■ **TASK DESCRIPTION**: Print the Anguilla passage from "and that PAM" up to and including "ever found out.", word for word.

--- QUOTED TEXT ---

And if the mob was running things on
Anguilla
, don't
they have weapons sources of their own? Is the Mafia really dependent upon some
passing nut with a shipful of carbines? Van Gurp says he'd never heard of
Anguilla
before; does Foot contend that if Van Gurp hadn't stumbled on
Anguilla
in July of 1967 the whole Anguillan rebellion wouldn't have happened?

Nearly two-thirds of "Last
Year's Bradshaw" is devoted to PAM. Foot suggests PAM is dominated by evil
landowners trying to bring down an upright trade unionist (Colonel Bradshaw)
and that PAM created the Anguillan rebellion itself as a roundabout way to
defeat Bradshaw.
Private Eye's
Foot behaved here like what has been
called a "knee-jerk liberal"; he leaped to his liberal political
stance before being sure of his facts. On the one side he saw a black (check)
who was a union leader (check) and head of something called the Labour Party
(check). On the other side he saw white exploiters of black men (check) with
upper-class English friends (check) and supporters in the British Conservative
Party (check). That's all Paul Foot needed to know, and I think it's obvious
it's all he ever found out.

In the course of preparing this
book I spoke with or wrote to several journalists, needing clarification on
things they'd reported or attempting to unravel contradiction between different
reports on the same event. Of them all, only Paul Foot showed any reluctance to
talk to me. I phoned him and I visited the offices of
Private Eye
on
Greek
Street
, and I got nowhere. It had all been a long
time ago, he didn't remember the articles well enough to talk about them, and
he wasn't really that interested.

So the Mafia, which had first been
talked about by Colonel Bradshaw and then very briefly mentioned by Lord
Shepherd, entered British print in January of 1969 via Paul Foot and
Private
Eye.
The next mention was by William Whitlock in an interview on the BBC:
"I think there is a danger that in certain islands at any rate,
undesirable elements can take over. Remember that there are so many small
islands in the
Caribbean
scattered around which might be
occupied or taken over by almost Mafia-type elements who would form a threat to
the security of the
Caribbean
."

--- PROVIDED MATERIAL ---

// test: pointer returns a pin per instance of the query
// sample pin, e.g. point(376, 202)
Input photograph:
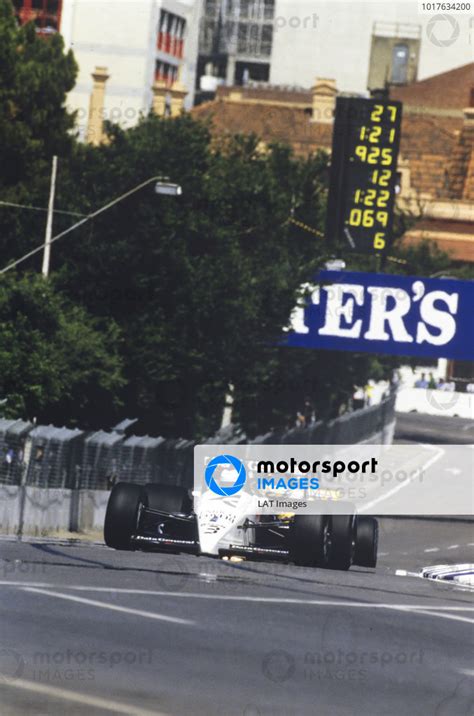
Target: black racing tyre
point(367, 531)
point(308, 540)
point(168, 498)
point(122, 514)
point(341, 542)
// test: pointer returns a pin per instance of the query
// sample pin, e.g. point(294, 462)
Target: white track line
point(405, 483)
point(112, 607)
point(226, 597)
point(82, 698)
point(436, 613)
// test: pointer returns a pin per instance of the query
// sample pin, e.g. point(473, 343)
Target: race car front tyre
point(366, 542)
point(342, 541)
point(121, 517)
point(168, 498)
point(308, 540)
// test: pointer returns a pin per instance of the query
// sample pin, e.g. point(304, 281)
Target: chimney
point(178, 92)
point(95, 131)
point(324, 100)
point(160, 91)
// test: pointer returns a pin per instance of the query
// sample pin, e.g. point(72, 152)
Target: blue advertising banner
point(381, 313)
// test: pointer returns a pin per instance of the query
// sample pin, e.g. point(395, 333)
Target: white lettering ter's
point(443, 320)
point(379, 314)
point(335, 308)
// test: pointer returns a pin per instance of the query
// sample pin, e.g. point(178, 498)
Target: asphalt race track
point(87, 630)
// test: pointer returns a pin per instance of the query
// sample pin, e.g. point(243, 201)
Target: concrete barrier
point(49, 510)
point(435, 402)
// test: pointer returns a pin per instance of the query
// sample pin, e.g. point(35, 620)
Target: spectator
point(369, 392)
point(421, 382)
point(358, 398)
point(308, 411)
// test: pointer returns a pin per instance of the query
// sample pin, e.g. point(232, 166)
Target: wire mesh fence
point(48, 456)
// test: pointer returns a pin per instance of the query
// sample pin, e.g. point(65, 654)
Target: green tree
point(57, 363)
point(35, 77)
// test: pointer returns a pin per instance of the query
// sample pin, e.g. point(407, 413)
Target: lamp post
point(162, 186)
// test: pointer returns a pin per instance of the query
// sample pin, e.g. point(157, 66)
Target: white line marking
point(112, 607)
point(444, 616)
point(82, 698)
point(228, 598)
point(405, 483)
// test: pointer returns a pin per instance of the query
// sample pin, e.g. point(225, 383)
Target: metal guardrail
point(47, 456)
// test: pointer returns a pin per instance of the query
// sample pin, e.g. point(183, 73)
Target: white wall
point(121, 35)
point(117, 35)
point(332, 38)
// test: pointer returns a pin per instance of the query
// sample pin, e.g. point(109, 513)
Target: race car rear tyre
point(365, 554)
point(308, 540)
point(341, 543)
point(168, 498)
point(121, 517)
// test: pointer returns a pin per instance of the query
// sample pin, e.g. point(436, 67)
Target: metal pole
point(80, 223)
point(49, 221)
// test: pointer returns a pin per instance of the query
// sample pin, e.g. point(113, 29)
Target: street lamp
point(162, 186)
point(168, 189)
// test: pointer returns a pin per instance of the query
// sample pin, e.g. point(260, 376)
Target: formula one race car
point(161, 517)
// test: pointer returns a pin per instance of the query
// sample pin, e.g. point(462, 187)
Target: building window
point(46, 14)
point(166, 72)
point(400, 64)
point(171, 29)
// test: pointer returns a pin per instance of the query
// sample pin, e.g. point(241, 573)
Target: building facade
point(122, 48)
point(360, 44)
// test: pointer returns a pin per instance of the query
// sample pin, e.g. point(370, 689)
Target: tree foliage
point(56, 362)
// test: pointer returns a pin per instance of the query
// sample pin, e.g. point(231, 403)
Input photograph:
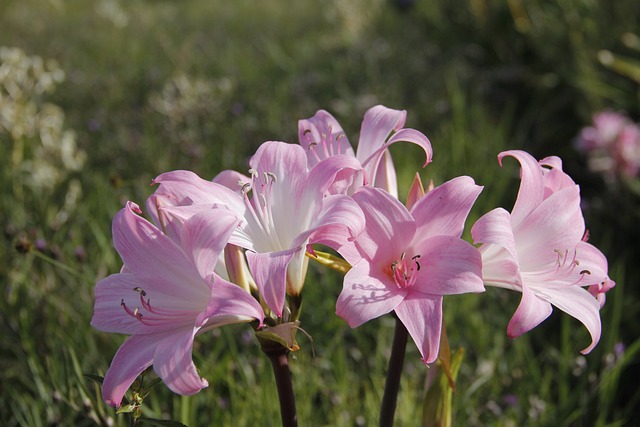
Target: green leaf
point(161, 423)
point(97, 378)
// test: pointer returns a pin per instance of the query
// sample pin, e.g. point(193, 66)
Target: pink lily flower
point(539, 249)
point(282, 210)
point(322, 137)
point(405, 261)
point(166, 294)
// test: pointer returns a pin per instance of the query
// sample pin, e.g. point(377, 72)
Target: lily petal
point(172, 361)
point(205, 235)
point(578, 303)
point(422, 316)
point(133, 357)
point(494, 228)
point(366, 295)
point(378, 124)
point(449, 265)
point(229, 303)
point(269, 270)
point(530, 313)
point(322, 136)
point(531, 192)
point(389, 226)
point(444, 210)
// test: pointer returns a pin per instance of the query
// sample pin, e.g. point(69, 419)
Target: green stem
point(279, 357)
point(394, 372)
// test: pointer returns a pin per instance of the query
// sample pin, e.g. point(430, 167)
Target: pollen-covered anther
point(404, 271)
point(271, 175)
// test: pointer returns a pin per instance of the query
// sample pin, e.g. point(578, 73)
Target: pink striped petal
point(269, 270)
point(173, 363)
point(322, 136)
point(389, 226)
point(133, 357)
point(448, 265)
point(205, 235)
point(444, 210)
point(531, 191)
point(578, 303)
point(422, 316)
point(378, 124)
point(530, 313)
point(366, 295)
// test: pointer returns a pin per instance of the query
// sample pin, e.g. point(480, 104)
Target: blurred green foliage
point(151, 86)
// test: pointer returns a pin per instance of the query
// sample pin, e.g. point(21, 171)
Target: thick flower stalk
point(540, 249)
point(165, 295)
point(323, 137)
point(405, 261)
point(282, 210)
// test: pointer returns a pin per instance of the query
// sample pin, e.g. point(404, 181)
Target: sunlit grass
point(476, 77)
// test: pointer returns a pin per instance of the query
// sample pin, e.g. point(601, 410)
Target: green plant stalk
point(279, 357)
point(394, 372)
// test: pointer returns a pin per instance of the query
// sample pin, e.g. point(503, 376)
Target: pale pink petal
point(389, 226)
point(416, 192)
point(231, 179)
point(269, 270)
point(322, 136)
point(133, 357)
point(422, 316)
point(285, 161)
point(366, 295)
point(578, 303)
point(529, 314)
point(337, 224)
point(323, 175)
point(378, 124)
point(385, 175)
point(448, 265)
point(173, 363)
point(554, 225)
point(187, 188)
point(205, 235)
point(229, 303)
point(444, 210)
point(111, 293)
point(494, 228)
point(531, 191)
point(593, 261)
point(372, 162)
point(145, 250)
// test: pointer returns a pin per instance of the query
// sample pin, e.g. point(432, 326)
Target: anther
point(140, 291)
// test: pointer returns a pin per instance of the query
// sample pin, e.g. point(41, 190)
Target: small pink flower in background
point(282, 210)
point(612, 144)
point(166, 294)
point(405, 261)
point(540, 249)
point(322, 137)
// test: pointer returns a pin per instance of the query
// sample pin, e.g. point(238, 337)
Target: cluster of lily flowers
point(612, 145)
point(236, 249)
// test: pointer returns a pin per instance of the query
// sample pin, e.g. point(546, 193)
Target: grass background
point(152, 86)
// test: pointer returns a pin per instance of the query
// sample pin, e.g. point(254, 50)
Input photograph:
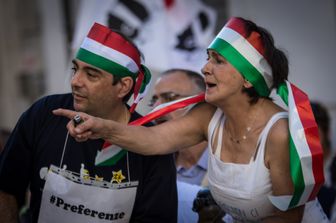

---

■ **OUTPUT**:
and that PAM created the Anguillan rebellion itself as a roundabout way to
defeat Bradshaw.
Private Eye's
Foot behaved here like what has been
called a "knee-jerk liberal"; he leaped to his liberal political
stance before being sure of his facts. On the one side he saw a black (check)
who was a union leader (check) and head of something called the Labour Party
(check). On the other side he saw white exploiters of black men (check) with
upper-class English friends (check) and supporters in the British Conservative
Party (check). That's all Paul Foot needed to know, and I think it's obvious
it's all he ever found out.